══ AUSZUG ══

Der Paradigmenwechsel von der Input- zur Outcome-Orientierung kann zum Anlass genommen werden, die Ausbildungsprozesse in der Hauswirtschaft neu zu gestalten. In der hauswirtschaftlichen Berufsausbildung in Rheinland-Pfalz wird dieses aufgegriffen. INA ZIMMER stellt in ihrem Beitrag vor, in welcher Weise der Ausbildungsnachweis als ein Instrument zur Validierung formal erworbener Kompetenzen genutzt werden kann. Dabei stellt sie den Zusammenhang zu den Arbeiten der „Taskforce Hauswirtschaftliche Berufsbildung“ her.

MARGOT BAUR richtet den Fokus auf die Validierung informell und nicht formal erworbener Kompetenzen. Unterschiedliche Einflüsse können dazu geführt haben, dass die Einmündung oder der Abschluss einer Ausbildung nicht geglückt sind. Berufsbezogene Kompetenzen im Bereich der Hauswirtschaft werden dennoch im privaten Umfeld oder am Arbeitsplatz erworben. Es stehen folglich Fachkräfte zur Verfügung, deren berufliches Erfahrungswissen jedoch keine Anerkennung erfährt. Hiermit verbunden sind eine unangemessene Entlohnung sowie die Verschwendung vorhandenen Potenzials. Mit dem Beitrag wird ein Projekt vorgestellt, mit dessen Umsetzung es gelingen kann, informell und nicht formal erworbene Kompetenzen nutzbar zu machen.

═══

Worauf richtet MARGOT BAUR laut dem Auszug den Fokus?

══ ENTNOMMENES MATERIAL ══

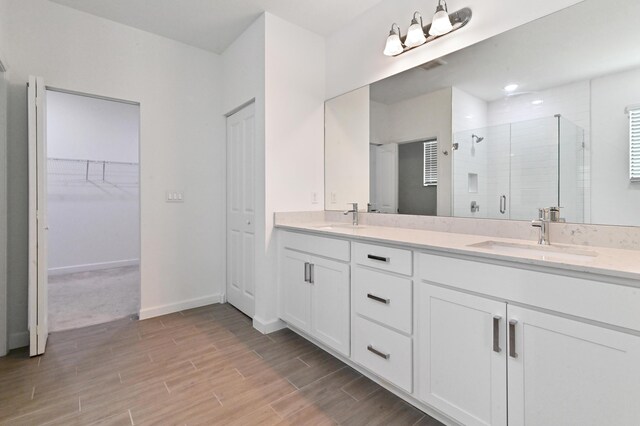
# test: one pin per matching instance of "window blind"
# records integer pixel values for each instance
(634, 143)
(431, 162)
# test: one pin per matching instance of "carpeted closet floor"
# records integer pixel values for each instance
(88, 298)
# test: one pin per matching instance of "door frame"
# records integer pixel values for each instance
(223, 296)
(48, 88)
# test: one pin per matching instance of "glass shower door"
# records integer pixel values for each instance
(481, 171)
(534, 167)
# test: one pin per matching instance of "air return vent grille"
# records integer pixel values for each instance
(634, 143)
(431, 162)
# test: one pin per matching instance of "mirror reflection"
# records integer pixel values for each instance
(534, 117)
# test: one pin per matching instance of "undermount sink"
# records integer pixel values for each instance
(340, 226)
(551, 252)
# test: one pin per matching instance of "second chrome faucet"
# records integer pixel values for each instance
(545, 217)
(354, 210)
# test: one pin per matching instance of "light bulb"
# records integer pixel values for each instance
(441, 24)
(415, 34)
(393, 46)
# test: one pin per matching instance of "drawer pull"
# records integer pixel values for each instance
(378, 258)
(496, 333)
(306, 272)
(377, 352)
(512, 339)
(378, 298)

═══

→ **ANTWORTBEREICH**
Auf die Validierung informell und nicht formal erworbener Kompetenzen.